• SHORT PROBLEM
Convert every line of the items below into a JSON array of strings, with one string per line and blank lines omitted.

• RECORDED DATA

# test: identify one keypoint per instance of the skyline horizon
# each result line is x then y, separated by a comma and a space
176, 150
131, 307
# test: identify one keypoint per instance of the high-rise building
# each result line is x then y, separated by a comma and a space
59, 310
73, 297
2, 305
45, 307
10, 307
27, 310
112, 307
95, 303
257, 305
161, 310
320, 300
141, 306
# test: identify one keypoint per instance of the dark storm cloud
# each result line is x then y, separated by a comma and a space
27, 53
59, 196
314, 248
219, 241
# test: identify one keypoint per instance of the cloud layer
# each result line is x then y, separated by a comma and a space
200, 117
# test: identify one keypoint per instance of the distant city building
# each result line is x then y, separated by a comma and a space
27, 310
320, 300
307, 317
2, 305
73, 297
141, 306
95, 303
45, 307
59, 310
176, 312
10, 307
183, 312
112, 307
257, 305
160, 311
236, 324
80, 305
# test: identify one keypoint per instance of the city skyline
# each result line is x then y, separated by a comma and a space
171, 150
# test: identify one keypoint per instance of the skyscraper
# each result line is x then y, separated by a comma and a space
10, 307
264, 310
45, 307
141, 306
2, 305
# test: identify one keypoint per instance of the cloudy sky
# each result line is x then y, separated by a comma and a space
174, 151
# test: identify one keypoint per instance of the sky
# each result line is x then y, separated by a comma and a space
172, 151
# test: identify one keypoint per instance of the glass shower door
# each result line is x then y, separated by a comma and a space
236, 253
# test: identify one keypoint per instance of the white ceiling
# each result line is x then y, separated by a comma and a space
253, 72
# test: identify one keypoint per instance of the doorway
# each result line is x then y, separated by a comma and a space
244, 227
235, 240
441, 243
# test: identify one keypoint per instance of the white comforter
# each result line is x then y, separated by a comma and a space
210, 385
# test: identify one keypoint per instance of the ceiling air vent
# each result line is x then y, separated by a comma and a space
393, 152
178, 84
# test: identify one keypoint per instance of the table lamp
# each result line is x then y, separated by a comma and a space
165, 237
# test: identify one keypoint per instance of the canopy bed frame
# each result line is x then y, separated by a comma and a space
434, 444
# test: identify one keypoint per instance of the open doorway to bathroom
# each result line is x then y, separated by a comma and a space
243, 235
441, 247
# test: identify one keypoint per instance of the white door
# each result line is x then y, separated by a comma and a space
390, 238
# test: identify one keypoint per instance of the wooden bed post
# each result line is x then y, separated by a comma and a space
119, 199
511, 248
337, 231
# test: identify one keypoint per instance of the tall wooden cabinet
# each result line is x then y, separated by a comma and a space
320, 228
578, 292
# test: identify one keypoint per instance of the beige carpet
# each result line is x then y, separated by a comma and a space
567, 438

• EXERCISE SOLUTION
[
  "# test: identify one keypoint per instance of the skyline horizon",
  "# each result line is x then y, separated by a comma and a space",
  "176, 150",
  "131, 307",
  "# test: identify one keypoint per instance of the high-rise building",
  "# each result line is x then y, separated by a comma and a space",
  "59, 310",
  "73, 297",
  "2, 305",
  "45, 307",
  "10, 307",
  "27, 310",
  "112, 307",
  "95, 303",
  "257, 305",
  "161, 310",
  "320, 300",
  "141, 306",
  "# test: identify one keypoint per instance of the dark storm cloud",
  "# each result line is x then y, separated by a comma and a space",
  "27, 53",
  "59, 196",
  "314, 248",
  "219, 241",
  "# test: identify one keypoint per instance of the cloud layer",
  "# each result line is x then y, separated by a comma and a space",
  "200, 117",
  "# test: identify one keypoint per instance of the distant city building",
  "# each result line is x then y, separated by a comma and a space",
  "27, 310",
  "320, 300",
  "307, 317",
  "2, 305",
  "73, 297",
  "141, 306",
  "95, 303",
  "45, 307",
  "59, 310",
  "176, 312",
  "10, 307",
  "183, 312",
  "112, 307",
  "257, 305",
  "160, 311",
  "236, 324",
  "80, 305",
  "# test: identify one keypoint per instance of the city skyline",
  "# each result line is x then y, separated by a comma and a space",
  "171, 150",
  "# test: identify one keypoint per instance of the skyscraper",
  "# each result line is x then y, separated by a comma and a space",
  "10, 307",
  "264, 310",
  "45, 307",
  "141, 306",
  "2, 305",
  "# test: identify one keypoint per instance of the cloudy sky",
  "# each result line is x then y, separated by a comma and a space",
  "174, 151",
  "# test: identify one keypoint per instance of the sky",
  "# each result line is x then y, separated by a comma and a space",
  "172, 151",
  "# test: identify one keypoint per instance of the glass shower door",
  "# each result line is x then y, separated by a comma and a space",
  "236, 253",
  "# test: identify one keypoint per instance of the white ceiling",
  "# each result line is x then y, separated by a comma and a space",
  "253, 72",
  "# test: identify one keypoint per instance of the doorway",
  "# each result line is x then y, separated by a comma and a space",
  "244, 227",
  "235, 240",
  "441, 243",
  "# test: identify one keypoint per instance of the white comforter",
  "# each result line is x then y, separated by a comma and a space",
  "210, 385",
  "# test: identify one keypoint per instance of the ceiling air vent",
  "# each result line is x then y, separated by a comma and a space",
  "393, 152",
  "178, 84",
  "# test: identify one keypoint per instance of the table lamp",
  "# each result line is x then y, separated by a comma and a space",
  "165, 237",
  "# test: identify one keypoint per instance of the canopy bed frame",
  "# each result line is x then y, separated by a comma and a space",
  "434, 444",
  "# test: identify one keypoint per instance of the open doorway to bathroom",
  "# each result line is x then y, separated by a comma and a space",
  "243, 235",
  "441, 247",
  "# test: identify one keypoint per instance of the white door",
  "# each result line is x then y, separated by a comma and a space",
  "390, 238",
  "# test: identify one keypoint per instance of the wooden bed post",
  "# each result line is x then y, separated by a comma and a space",
  "119, 199",
  "511, 248",
  "337, 231",
  "# test: identify one keypoint per instance of the tall wooden cabinet",
  "# each result line is x then y, separated by a comma and a space",
  "320, 228",
  "578, 292",
  "# test: identify one keypoint per instance of the beige carpet",
  "# each result line is x then y, separated by a comma and a space",
  "567, 438"
]